§ Request: Will you transcribe all the entries word for word, skipping the pictures they hold?

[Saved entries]
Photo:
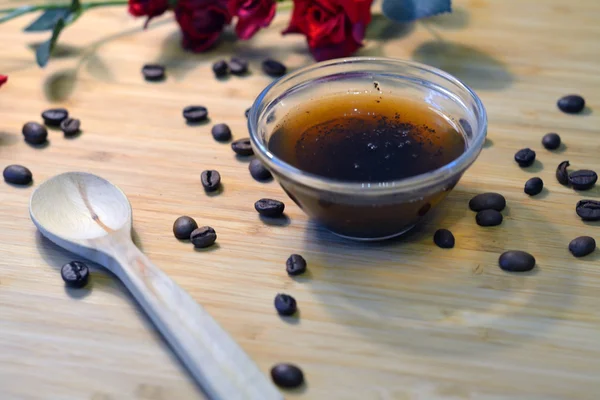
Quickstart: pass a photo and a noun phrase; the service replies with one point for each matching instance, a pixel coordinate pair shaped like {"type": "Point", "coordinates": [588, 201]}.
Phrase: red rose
{"type": "Point", "coordinates": [333, 28]}
{"type": "Point", "coordinates": [252, 15]}
{"type": "Point", "coordinates": [201, 22]}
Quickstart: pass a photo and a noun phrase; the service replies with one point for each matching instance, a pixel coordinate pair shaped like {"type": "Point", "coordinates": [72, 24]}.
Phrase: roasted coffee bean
{"type": "Point", "coordinates": [259, 171]}
{"type": "Point", "coordinates": [444, 238]}
{"type": "Point", "coordinates": [287, 376]}
{"type": "Point", "coordinates": [183, 227]}
{"type": "Point", "coordinates": [242, 147]}
{"type": "Point", "coordinates": [153, 72]}
{"type": "Point", "coordinates": [211, 180]}
{"type": "Point", "coordinates": [17, 175]}
{"type": "Point", "coordinates": [274, 68]}
{"type": "Point", "coordinates": [269, 207]}
{"type": "Point", "coordinates": [487, 201]}
{"type": "Point", "coordinates": [195, 113]}
{"type": "Point", "coordinates": [582, 246]}
{"type": "Point", "coordinates": [295, 265]}
{"type": "Point", "coordinates": [488, 218]}
{"type": "Point", "coordinates": [562, 175]}
{"type": "Point", "coordinates": [588, 210]}
{"type": "Point", "coordinates": [534, 186]}
{"type": "Point", "coordinates": [525, 157]}
{"type": "Point", "coordinates": [54, 116]}
{"type": "Point", "coordinates": [571, 104]}
{"type": "Point", "coordinates": [35, 133]}
{"type": "Point", "coordinates": [583, 179]}
{"type": "Point", "coordinates": [75, 274]}
{"type": "Point", "coordinates": [70, 126]}
{"type": "Point", "coordinates": [516, 261]}
{"type": "Point", "coordinates": [551, 141]}
{"type": "Point", "coordinates": [221, 132]}
{"type": "Point", "coordinates": [203, 237]}
{"type": "Point", "coordinates": [285, 304]}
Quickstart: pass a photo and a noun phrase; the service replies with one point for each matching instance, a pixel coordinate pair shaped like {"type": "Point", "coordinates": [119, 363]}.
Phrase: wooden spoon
{"type": "Point", "coordinates": [91, 217]}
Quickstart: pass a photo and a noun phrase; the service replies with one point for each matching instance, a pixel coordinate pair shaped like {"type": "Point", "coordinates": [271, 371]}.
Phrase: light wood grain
{"type": "Point", "coordinates": [400, 320]}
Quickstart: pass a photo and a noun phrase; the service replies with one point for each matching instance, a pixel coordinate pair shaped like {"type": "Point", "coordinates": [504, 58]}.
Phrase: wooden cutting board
{"type": "Point", "coordinates": [396, 320]}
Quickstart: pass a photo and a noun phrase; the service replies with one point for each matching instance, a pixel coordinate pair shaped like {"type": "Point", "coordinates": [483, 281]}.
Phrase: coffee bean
{"type": "Point", "coordinates": [70, 126]}
{"type": "Point", "coordinates": [210, 179]}
{"type": "Point", "coordinates": [444, 238]}
{"type": "Point", "coordinates": [487, 201]}
{"type": "Point", "coordinates": [571, 104]}
{"type": "Point", "coordinates": [295, 265]}
{"type": "Point", "coordinates": [488, 218]}
{"type": "Point", "coordinates": [274, 68]}
{"type": "Point", "coordinates": [551, 141]}
{"type": "Point", "coordinates": [35, 133]}
{"type": "Point", "coordinates": [153, 72]}
{"type": "Point", "coordinates": [516, 261]}
{"type": "Point", "coordinates": [525, 157]}
{"type": "Point", "coordinates": [75, 274]}
{"type": "Point", "coordinates": [54, 116]}
{"type": "Point", "coordinates": [17, 175]}
{"type": "Point", "coordinates": [242, 147]}
{"type": "Point", "coordinates": [287, 376]}
{"type": "Point", "coordinates": [534, 186]}
{"type": "Point", "coordinates": [588, 210]}
{"type": "Point", "coordinates": [221, 132]}
{"type": "Point", "coordinates": [183, 227]}
{"type": "Point", "coordinates": [583, 179]}
{"type": "Point", "coordinates": [285, 304]}
{"type": "Point", "coordinates": [259, 171]}
{"type": "Point", "coordinates": [203, 237]}
{"type": "Point", "coordinates": [195, 113]}
{"type": "Point", "coordinates": [582, 246]}
{"type": "Point", "coordinates": [562, 175]}
{"type": "Point", "coordinates": [269, 207]}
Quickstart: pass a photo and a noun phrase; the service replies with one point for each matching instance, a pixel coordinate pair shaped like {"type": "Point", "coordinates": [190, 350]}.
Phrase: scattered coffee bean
{"type": "Point", "coordinates": [534, 186]}
{"type": "Point", "coordinates": [551, 141]}
{"type": "Point", "coordinates": [516, 261]}
{"type": "Point", "coordinates": [259, 171]}
{"type": "Point", "coordinates": [295, 265]}
{"type": "Point", "coordinates": [444, 238]}
{"type": "Point", "coordinates": [203, 237]}
{"type": "Point", "coordinates": [195, 113]}
{"type": "Point", "coordinates": [153, 72]}
{"type": "Point", "coordinates": [210, 179]}
{"type": "Point", "coordinates": [242, 147]}
{"type": "Point", "coordinates": [525, 157]}
{"type": "Point", "coordinates": [75, 274]}
{"type": "Point", "coordinates": [571, 104]}
{"type": "Point", "coordinates": [17, 175]}
{"type": "Point", "coordinates": [583, 179]}
{"type": "Point", "coordinates": [221, 132]}
{"type": "Point", "coordinates": [269, 207]}
{"type": "Point", "coordinates": [588, 210]}
{"type": "Point", "coordinates": [35, 133]}
{"type": "Point", "coordinates": [54, 116]}
{"type": "Point", "coordinates": [562, 175]}
{"type": "Point", "coordinates": [274, 68]}
{"type": "Point", "coordinates": [487, 201]}
{"type": "Point", "coordinates": [183, 227]}
{"type": "Point", "coordinates": [582, 246]}
{"type": "Point", "coordinates": [287, 376]}
{"type": "Point", "coordinates": [285, 304]}
{"type": "Point", "coordinates": [488, 218]}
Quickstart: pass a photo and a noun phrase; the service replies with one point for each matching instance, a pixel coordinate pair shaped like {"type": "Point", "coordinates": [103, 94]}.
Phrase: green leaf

§ Written answer:
Photo:
Quickstart: pass a photo and a noun phrase; the service replies with one point for each matching instance, a pixel coordinate pair shaped like {"type": "Point", "coordinates": [588, 201]}.
Phrase: red rose
{"type": "Point", "coordinates": [333, 28]}
{"type": "Point", "coordinates": [252, 15]}
{"type": "Point", "coordinates": [201, 22]}
Quickstart: pass a photo and a noun phrase; the service replies with one point for each matching instance, a pixel coordinate pair shaped like {"type": "Point", "coordinates": [72, 24]}.
Phrase: roasted coffee bean
{"type": "Point", "coordinates": [259, 171]}
{"type": "Point", "coordinates": [444, 238]}
{"type": "Point", "coordinates": [287, 376]}
{"type": "Point", "coordinates": [183, 227]}
{"type": "Point", "coordinates": [242, 147]}
{"type": "Point", "coordinates": [153, 72]}
{"type": "Point", "coordinates": [211, 180]}
{"type": "Point", "coordinates": [17, 175]}
{"type": "Point", "coordinates": [274, 68]}
{"type": "Point", "coordinates": [269, 207]}
{"type": "Point", "coordinates": [487, 201]}
{"type": "Point", "coordinates": [195, 113]}
{"type": "Point", "coordinates": [582, 246]}
{"type": "Point", "coordinates": [295, 265]}
{"type": "Point", "coordinates": [488, 218]}
{"type": "Point", "coordinates": [562, 175]}
{"type": "Point", "coordinates": [588, 210]}
{"type": "Point", "coordinates": [534, 186]}
{"type": "Point", "coordinates": [525, 157]}
{"type": "Point", "coordinates": [54, 116]}
{"type": "Point", "coordinates": [571, 104]}
{"type": "Point", "coordinates": [35, 133]}
{"type": "Point", "coordinates": [583, 179]}
{"type": "Point", "coordinates": [75, 274]}
{"type": "Point", "coordinates": [70, 126]}
{"type": "Point", "coordinates": [516, 261]}
{"type": "Point", "coordinates": [551, 141]}
{"type": "Point", "coordinates": [221, 132]}
{"type": "Point", "coordinates": [203, 237]}
{"type": "Point", "coordinates": [285, 304]}
Quickstart: pass a photo and a noun phrase; the service replies with one point for each matching instance, a pixel coordinate pair shaped like {"type": "Point", "coordinates": [119, 363]}.
Phrase: wooden spoon
{"type": "Point", "coordinates": [91, 217]}
Quickstart: pass a photo and a noun phrase; the service replies with one point for each matching instance, a pixel coordinate pair shaped like {"type": "Point", "coordinates": [271, 371]}.
Phrase: light wood grain
{"type": "Point", "coordinates": [400, 320]}
Quickstart: pass a photo and a noun phrase; the service replies with one point for each matching instance, a pixel coordinate pair shaped like {"type": "Point", "coordinates": [504, 58]}.
Phrase: wooden cutting board
{"type": "Point", "coordinates": [396, 320]}
Quickstart: pass a photo and a noun phrase; the service replies with one point for each matching instance, a pixel coordinate pair shaped like {"type": "Point", "coordinates": [483, 281]}.
Phrase: coffee bean
{"type": "Point", "coordinates": [70, 126]}
{"type": "Point", "coordinates": [210, 179]}
{"type": "Point", "coordinates": [444, 238]}
{"type": "Point", "coordinates": [487, 201]}
{"type": "Point", "coordinates": [571, 104]}
{"type": "Point", "coordinates": [295, 265]}
{"type": "Point", "coordinates": [488, 218]}
{"type": "Point", "coordinates": [274, 68]}
{"type": "Point", "coordinates": [551, 141]}
{"type": "Point", "coordinates": [35, 133]}
{"type": "Point", "coordinates": [153, 72]}
{"type": "Point", "coordinates": [516, 261]}
{"type": "Point", "coordinates": [525, 157]}
{"type": "Point", "coordinates": [75, 274]}
{"type": "Point", "coordinates": [54, 116]}
{"type": "Point", "coordinates": [17, 175]}
{"type": "Point", "coordinates": [242, 147]}
{"type": "Point", "coordinates": [287, 376]}
{"type": "Point", "coordinates": [534, 186]}
{"type": "Point", "coordinates": [588, 210]}
{"type": "Point", "coordinates": [221, 132]}
{"type": "Point", "coordinates": [183, 227]}
{"type": "Point", "coordinates": [583, 179]}
{"type": "Point", "coordinates": [285, 304]}
{"type": "Point", "coordinates": [259, 171]}
{"type": "Point", "coordinates": [203, 237]}
{"type": "Point", "coordinates": [195, 113]}
{"type": "Point", "coordinates": [582, 246]}
{"type": "Point", "coordinates": [562, 175]}
{"type": "Point", "coordinates": [269, 207]}
Quickstart: pass a photo and a noun phrase; the service replies with one point for each matching instance, a pixel coordinate pair shaped like {"type": "Point", "coordinates": [190, 350]}.
Phrase: scattered coffee bean
{"type": "Point", "coordinates": [534, 186]}
{"type": "Point", "coordinates": [551, 141]}
{"type": "Point", "coordinates": [516, 261]}
{"type": "Point", "coordinates": [259, 171]}
{"type": "Point", "coordinates": [295, 265]}
{"type": "Point", "coordinates": [444, 238]}
{"type": "Point", "coordinates": [203, 237]}
{"type": "Point", "coordinates": [195, 113]}
{"type": "Point", "coordinates": [153, 72]}
{"type": "Point", "coordinates": [210, 179]}
{"type": "Point", "coordinates": [242, 147]}
{"type": "Point", "coordinates": [525, 157]}
{"type": "Point", "coordinates": [75, 274]}
{"type": "Point", "coordinates": [571, 104]}
{"type": "Point", "coordinates": [17, 175]}
{"type": "Point", "coordinates": [583, 179]}
{"type": "Point", "coordinates": [221, 132]}
{"type": "Point", "coordinates": [269, 207]}
{"type": "Point", "coordinates": [588, 210]}
{"type": "Point", "coordinates": [35, 133]}
{"type": "Point", "coordinates": [54, 116]}
{"type": "Point", "coordinates": [562, 175]}
{"type": "Point", "coordinates": [274, 68]}
{"type": "Point", "coordinates": [487, 201]}
{"type": "Point", "coordinates": [183, 227]}
{"type": "Point", "coordinates": [582, 246]}
{"type": "Point", "coordinates": [287, 376]}
{"type": "Point", "coordinates": [285, 304]}
{"type": "Point", "coordinates": [488, 218]}
Quickstart: pass a photo and a noun phrase; the service replies with one point for each matching instance, a pixel coordinate pair shaped like {"type": "Point", "coordinates": [103, 94]}.
Phrase: green leaf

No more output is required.